## PAGE
○ ○ ○ ○

The device or the method and system serve to ensure efficient communication between different units within an autonomously operable agricultural machine. A sensor signal of an environment sensor is received via an input interface. A fault situation can be recognized based on this signal. This fault situation is assigned to a predefined fault class. At predefined time intervals, messages are transmitted to a control device of the agricultural machine via a vehicle bus system. The vehicle bus system of the vehicle serves to connect a plurality of units connected thereto. The fault class of the fault situation is found in the periodically transmitted messages precisely when the fault situation was recognized. If no fault situation was recognized, empty messages are transmitted.
In this respect, the device only transmits information. The communication between the device and the control device of the agricultural machine is essentially unidirectional. The device sends messages to the central control device. The messages are processed in the vehicle control device. The control device serves to control a self-driving unit and/or an implement of the agricultural machine. Individual driving functions or other functions of the agricultural machine are thus actuated (based on the ascertained and transmitted fault class) only in the vehicle control device. Driving functions and/or implement functions in particular can be actuated.
By periodically transmitting the messages, efficient communication can be ensured. An overload of the vehicle bus system in critical situations, in which a plurality of units wants to simultaneously transmit messages, can be avoided. It is directly possible to establish whether a communication fault is present and no more messages arrive. Communication systems (in particular a vehicle bus system) present anyway in an agricultural machine can be used, as a result of which subsequent installability is achieved. Efficient communication between a plurality of units is enabled by using a vehicle bus system. Due to the simultaneous use of one communication channel by a plurality of systems, communication faults can be prevented to the greatest extent possible.
In comparison to previous approaches in which direct control of vehicle functions and/or implement functions takes place based on the sensor data of an environment sensor, simplified communication with lower load on the communication channel is achieved by the classification and periodic transmission. In addition, reliability is improved. In comparison to previous approaches in which direct control based on the sensor signal of the environment sensor takes place, communication is reduced and reliability is also increased.
In a preferred embodiment, the input interface is designed to receive the sensor signal via the vehicle bus system. One or more environment sensors are connected to the vehicle bus system and communicate via it with the device. A flexible configuration is made possible depending on the agricultural machine and the specific application requirements.
In one embodiment, the predefined assignment rule is based on a risk resulting from the fault situation for the agricultural machine and for objects in the surroundings of the agricultural machine. A higher risk entails a higher fault class. In other words, the fault classes indicate a risk to the agricultural machine and to objects in its surroundings. Processing is carried out which allows a predefined response to be carried out depending on the risk. Simple data processing is made possible.
In an advantageous embodiment, the transmission interface is designed to transmit a further message before a regular time period elapses when two fault situations are recognized. It is possible to transmit a second message after the first message before a regular time interval between the transmission of two messages has elapsed. This makes it possible to react flexibly if a plurality of fault situations is detected in rapid sequence. The safety of the agricultural machine and of the objects in the surroundings of the machine are improved. Flexibility for a response to changed circumstances or to further faults can be achieved if necessary.
In one embodiment, the input interface is designed to receive a status message of the control device of the agricultural machine via the vehicle bus system. It is possible for a confirmation to be transmitted back by the control device via a return channel in individual cases or in all cases. Confirmed communication can thereby be carried out and reliability or safety can be further improved.

○ ○ ○ ○

## STATED PROBLEM 1
Reproduce the stretch of the agricultural machine fault communication text above from "By periodically transmitting" through "greatest extent possible.".
## STATED PROBLEM 2
Carry the agricultural machine fault communication text above forward from its final sentence.

## Excerpts from a location annotation dataset

○ ○ ○ ○

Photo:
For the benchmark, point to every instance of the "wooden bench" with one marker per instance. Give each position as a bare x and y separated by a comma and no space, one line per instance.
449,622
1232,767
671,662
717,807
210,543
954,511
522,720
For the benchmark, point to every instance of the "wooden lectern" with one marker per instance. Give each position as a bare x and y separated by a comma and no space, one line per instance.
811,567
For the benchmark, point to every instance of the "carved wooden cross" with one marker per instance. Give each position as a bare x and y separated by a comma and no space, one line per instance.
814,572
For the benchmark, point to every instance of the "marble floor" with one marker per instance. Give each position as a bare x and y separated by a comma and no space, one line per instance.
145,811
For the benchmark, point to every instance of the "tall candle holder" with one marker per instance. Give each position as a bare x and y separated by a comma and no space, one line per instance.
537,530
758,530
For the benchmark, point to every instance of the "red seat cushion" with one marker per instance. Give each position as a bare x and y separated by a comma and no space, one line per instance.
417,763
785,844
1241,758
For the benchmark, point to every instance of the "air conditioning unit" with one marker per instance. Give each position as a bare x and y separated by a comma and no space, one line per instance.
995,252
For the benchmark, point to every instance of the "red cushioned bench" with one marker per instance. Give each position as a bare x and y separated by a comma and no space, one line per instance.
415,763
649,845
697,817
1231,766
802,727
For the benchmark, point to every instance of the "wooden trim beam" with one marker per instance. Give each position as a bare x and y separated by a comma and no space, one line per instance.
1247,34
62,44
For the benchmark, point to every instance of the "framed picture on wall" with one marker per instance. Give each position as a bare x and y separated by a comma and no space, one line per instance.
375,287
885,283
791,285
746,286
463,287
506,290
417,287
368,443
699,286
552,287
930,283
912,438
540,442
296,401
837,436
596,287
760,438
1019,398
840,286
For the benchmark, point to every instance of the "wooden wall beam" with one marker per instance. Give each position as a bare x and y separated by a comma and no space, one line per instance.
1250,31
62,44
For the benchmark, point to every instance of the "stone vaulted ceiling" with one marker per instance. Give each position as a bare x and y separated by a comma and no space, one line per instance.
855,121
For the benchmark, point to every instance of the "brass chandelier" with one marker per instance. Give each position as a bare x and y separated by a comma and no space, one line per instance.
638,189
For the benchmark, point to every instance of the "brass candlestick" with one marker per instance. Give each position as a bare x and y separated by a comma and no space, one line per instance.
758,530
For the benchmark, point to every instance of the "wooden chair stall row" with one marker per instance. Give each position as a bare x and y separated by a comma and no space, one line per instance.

○ ○ ○ ○

## RIGHT ANSWER 1
By periodically transmitting the messages, efficient communication can be ensured. An overload of the vehicle bus system in critical situations, in which a plurality of units wants to simultaneously transmit messages, can be avoided. It is directly possible to establish whether a communication fault is present and no more messages arrive. Communication systems (in particular a vehicle bus system) present anyway in an agricultural machine can be used, as a result of which subsequent installability is achieved. Efficient communication between a plurality of units is enabled by using a vehicle bus system. Due to the simultaneous use of one communication channel by a plurality of systems, communication faults can be prevented to the greatest extent possible.

## RIGHT ANSWER 2
In one embodiment, the processing unit is designed to ascertain a fault location and/or a fault type. The classification unit is designed to assign the recognized fault situation to a fault class based on the ascertained fault location and/or the ascertained fault type. The transmission interface is designed to periodically transmit the message with the ascertained fault location and/or the ascertained fault class. A fault location denotes, in particular, a position of the corresponding environment sensor on the agricultural machine. A fault type denotes in particular a description or classification of the fault. The fault type may, for example, be specified based on an assignment to a predefined group. The fault class then results from the fault location and fault type.
The transmission interface is preferably designed to periodically transmit the message with the ascertained fault location and/or the ascertained fault class. The ascertainment of a fault location and/or a fault type allows a simple assignment or classification of a fault, which in turn can then serve as the basis for ascertaining a corresponding response of the agricultural machine.
In one embodiment, the classification unit is designed to ascertain a response of the agricultural machine to the recognized fault situation. The transmission interface is designed to periodically transmit the message with the ascertained response. It is optionally possible for a response of the agricultural machine to be ascertained or proposed in the device. This response can then also be transmitted periodically. As a result, in a modular autonomous operating system of an agricultural machine, a module can be integrated in correspondence to the device, which module completely represents the response to fault situations (but without actuation of the actuators of the agricultural machine). Not only are faults recognized, but adequate responses of the agricultural machine are additionally proposed or specified. This enables simple subsequent integrability. In addition, efficient communication is ensured since only necessary information is transmitted.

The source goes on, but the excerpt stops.